- [SELECTED TEXT]
• • • •

Of course, in keeping with my tradition of growing purposefully, each of these flowers also have another reason for their inclusion within the garden. While the marigolds are often remarked upon for their ability to keep out unwanted pests, they are also tremendously useful as a dye plant, and can be eaten in salads or used in tea. Yarrow, in addition to being pretty (I picked up both pink and yellow varieties), also attracts pollinators, has medicinal uses, and is used in natural dyeing. Borage tastes like cucumber, and the flowers make lovely, tasty additions to salads and refreshing water jugs. The leaves feature in some cuisines, and are also sometimes used in tea. Nasturtiums are often used in companion planting, to repel a number of pests, and can be eaten and used medicinally.
These will all join the ranks of the lavender, mint, rosemary (which flowered this year!) and stevia I already grow, rounding out my vegetable and herb gardens with additional color. The marigolds and borage have already found their place in the first raised bed.
Knowing I needed something for the sugar snap peas to climb this season, I set to work building this year’s trellis. In the past, we’ve used extendable plant cages, long sticks, and twine to hold everything up. They all did the job well, but didn’t necessarily look all that appealing. Inspired by my flowers’ dual nature of being beautiful and functional, I set to work building a new trellis. I cut three long sapling poles from some kind of tree-ish thing that keeps regrowing in the front yard (despite us cutting it down each year). These would form the three main supports along the back end. The same unknown tree thing also grows in two places at the back of the house, right next to the new raised bed (and outside my window, which means it scrapes against the glass when there are winds). I lopped young branches off of those ones, too, to form the other “walls” and supports.
A good deal of the trellis is actually held in place just by tension – different poles leaning against each other, and holding each other up. However, in the interest of making sure nothing collapses later in the season, I went ahead and used twine at all of the important joints.

• • • •

- [PROVIDED MATERIAL]
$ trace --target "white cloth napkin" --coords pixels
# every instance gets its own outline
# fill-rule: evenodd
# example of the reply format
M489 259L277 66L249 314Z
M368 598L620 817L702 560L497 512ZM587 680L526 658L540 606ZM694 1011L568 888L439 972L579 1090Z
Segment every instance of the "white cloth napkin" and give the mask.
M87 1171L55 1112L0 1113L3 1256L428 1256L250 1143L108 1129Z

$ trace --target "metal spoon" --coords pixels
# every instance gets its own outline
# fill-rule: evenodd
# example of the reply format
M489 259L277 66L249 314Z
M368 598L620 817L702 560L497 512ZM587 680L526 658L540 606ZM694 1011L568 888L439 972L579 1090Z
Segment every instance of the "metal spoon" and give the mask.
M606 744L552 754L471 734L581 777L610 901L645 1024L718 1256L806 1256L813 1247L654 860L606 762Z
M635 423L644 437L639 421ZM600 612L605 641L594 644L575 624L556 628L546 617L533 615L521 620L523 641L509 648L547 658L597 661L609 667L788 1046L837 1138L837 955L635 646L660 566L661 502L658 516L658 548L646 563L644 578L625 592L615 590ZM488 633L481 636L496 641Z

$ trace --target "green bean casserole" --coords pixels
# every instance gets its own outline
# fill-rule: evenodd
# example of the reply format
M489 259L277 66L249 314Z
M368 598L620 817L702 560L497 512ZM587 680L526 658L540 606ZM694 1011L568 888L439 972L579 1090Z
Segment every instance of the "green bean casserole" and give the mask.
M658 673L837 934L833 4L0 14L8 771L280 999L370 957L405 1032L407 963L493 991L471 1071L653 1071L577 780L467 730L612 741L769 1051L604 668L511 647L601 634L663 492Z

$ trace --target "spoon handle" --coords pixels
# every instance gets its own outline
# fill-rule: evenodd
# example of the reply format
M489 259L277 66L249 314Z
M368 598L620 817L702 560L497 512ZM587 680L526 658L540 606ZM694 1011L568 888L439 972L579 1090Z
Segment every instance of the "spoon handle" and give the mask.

• • • •

- [THE PROBLEM]
Continue the garden piece about the companion flowers and the new pea trellis from the point where it stops.

- [REPLY]
I built most of the trellis by myself over a few hours on Saturday, while Robert was at work, but I went back and added a few more horizontal twigs on Sunday. This time, Robert watched as I braided the willowy ends of some of the sapling branches around the other supports. He is of the mind that we should try to build next year’s trellis without the aid of twine. I think I shall accept the challenge.
This is where the different skill sets Robert and I have work together beautifully. I’m pretty sure I couldn’t build something as even and straight as the garden beds he built – especially the second bed he’s building…that thing has to make all kinds of different concessions for the wonky slope of the yard on the side yard. However, you can hand me a bunch of random sticks and poles and I will weave you a trellis like nobody’s business.
Of course, I’m not going to claim that the first trellis is necessarily beautiful and perfect…It’s not entirely symmetrical, and there are one or two things I would do differently for the next one. But for a first try, I’d say it’s not too bad. It’ll do the job well and it gave me an opportunity to make use of materials that would otherwise find itself into a lawn refuse bag.
I am looking forward to making two more trellises for the remaining garden bed. They will each span a smaller area, since the other bed will be divided in half, but I’ll still be building it to go around corners. My green beans will go on those ones.